[Extracted data]:
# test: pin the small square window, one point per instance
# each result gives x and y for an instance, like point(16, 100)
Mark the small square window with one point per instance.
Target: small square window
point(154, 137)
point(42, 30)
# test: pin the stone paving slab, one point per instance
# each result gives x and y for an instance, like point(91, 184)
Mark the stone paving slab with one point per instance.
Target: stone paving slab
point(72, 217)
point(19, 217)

[Task brief]:
Recast every line of the items above as a JSON list of strings, one string per line, with blank lines left out.

[Correct response]:
[
  "# test: pin the small square window, one point per instance",
  "# each result gives x and y for an instance, like point(16, 100)",
  "Mark the small square window with one point per instance.",
  "Target: small square window",
  "point(154, 137)",
  "point(42, 30)",
  "# test: pin the stone paving slab, one point per instance",
  "# each result gives x and y for an instance, like point(91, 184)",
  "Mark the stone paving slab with one point per instance.",
  "Target: stone paving slab",
  "point(72, 217)",
  "point(19, 217)"
]